**TEXT SECTION**

Resilience in advanced cancer caregiving promoted by an intimate partner’s support network: insights through the lens of complexity science. A framework analysis

Nineteen participants, being part of a CAS of an intimate partner of a patient with advanced cancer, provided a rich account on how they perceived being part of one of the eight studied support networks. The resultant matrix from the analysis of their stories allowed for all CAS principles to be identified in most of the studied support networks surrounding the intimate partners. However, the principles were adopted in variant ways, resulting in a range of behavioral patterns, as described below. Obviously, in support networks represented by only one participant, some CAS principles were not discussed. For instance, the fuzziness of the CAS boundaries remained unclear, and the participants did not report on any tension or paradox within the support network. The matrix resulting from the analysis is given as Table 2. In the illustrating quotes participants are represented as SN (support network) 1–8 and P (participant) 1–4.

Table 2 Matrix illustrating how the CAS principles are represented in the support networks’ behavior Fuzzy boundaries

Each member of a CAS is incorporated in other CASs. Although one member responds almost exclusively to the person with whom they are in direct contact, the dynamic interactions can spread throughout adjacent CASs.

Being aware of other groups in the intimate partner’s support network

Most participants were aware of existing networks or people involved in the support of the intimate partner. Although some could describe in detail what these networks did and how they supported the intimate partner, others had no insight into the actions of other networks.

He does have friends over there. One of his friends is a psychologist, so he can tell him anything. (SN5 – P3)

Sharing emotions and concerns beyond the group’s boundaries

The more the participant’s and the intimate partner’s lives were intertwined – either through family ties or through shared experiences – the more they shared their emotions with each other. The participants admitted that they could not always cope with their emotions prompted by their commitment on their own. Hence, they shared their stories with other people who were less involved or who did not take part in the intimate partner’s support network.

**DATASET CONTENT**

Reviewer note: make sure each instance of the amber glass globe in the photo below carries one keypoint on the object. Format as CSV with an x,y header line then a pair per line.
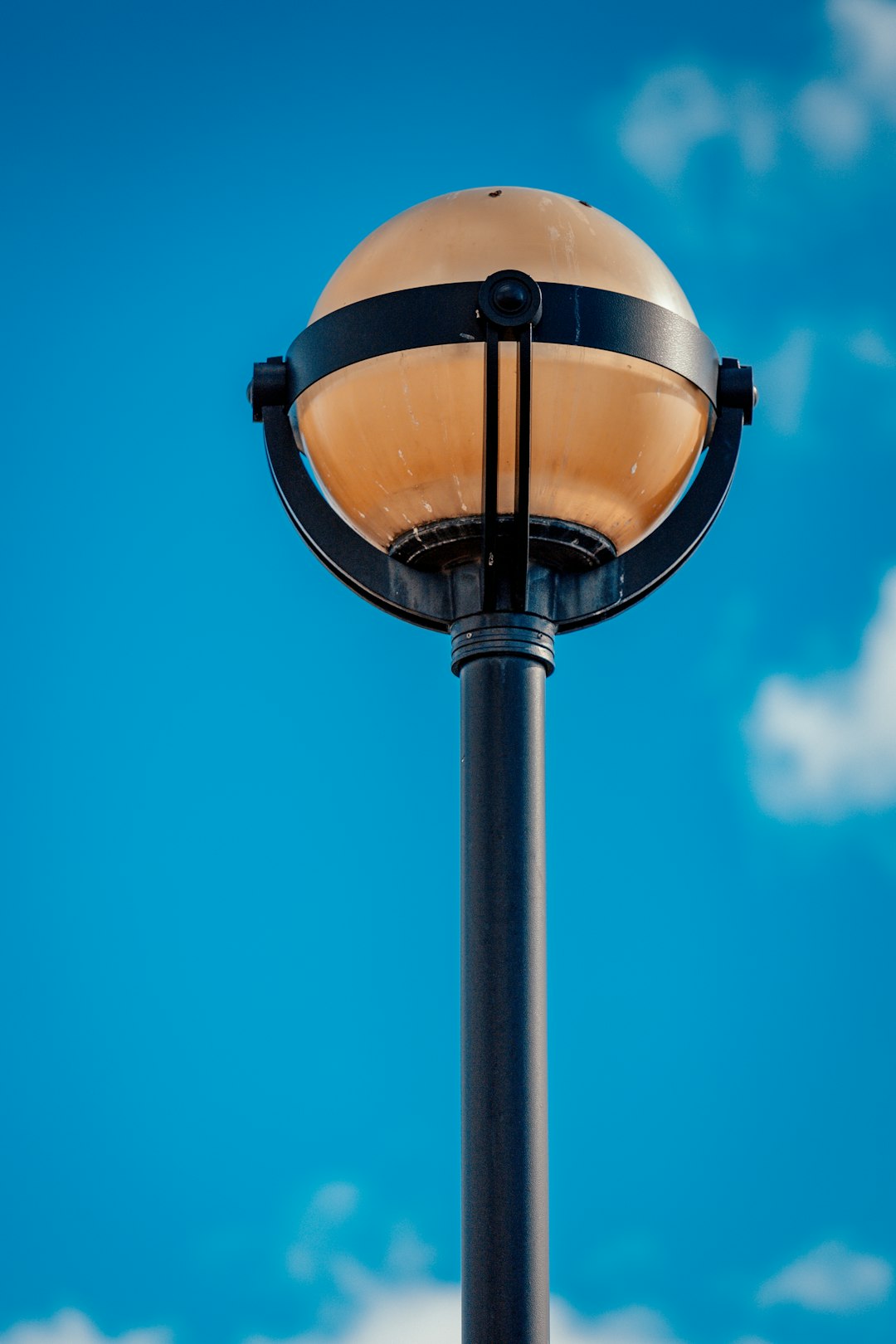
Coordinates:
x,y
397,441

**PARTS OF THE EXERCISE**
**1)** Quote the caregiving study word for word, everything from "Sharing emotions and" down to "partner’s support network.".
**2)** According to the caregiving study, how many support networks were studied?
**3)** List every abbreviation used in the caregiving study, adding what it stands for wherever the text says so.
The material has nothing to do with the caregiving study.

**ANSWERS FOR THE EXERCISE**
**1)**
Sharing emotions and concerns beyond the group’s boundaries

The more the participant’s and the intimate partner’s lives were intertwined – either through family ties or through shared experiences – the more they shared their emotions with each other. The participants admitted that they could not always cope with their emotions prompted by their commitment on their own. Hence, they shared their stories with other people who were less involved or who did not take part in the intimate partner’s support network.

**2)** Eight.

**3)** CAS; SN (support network); P (participant)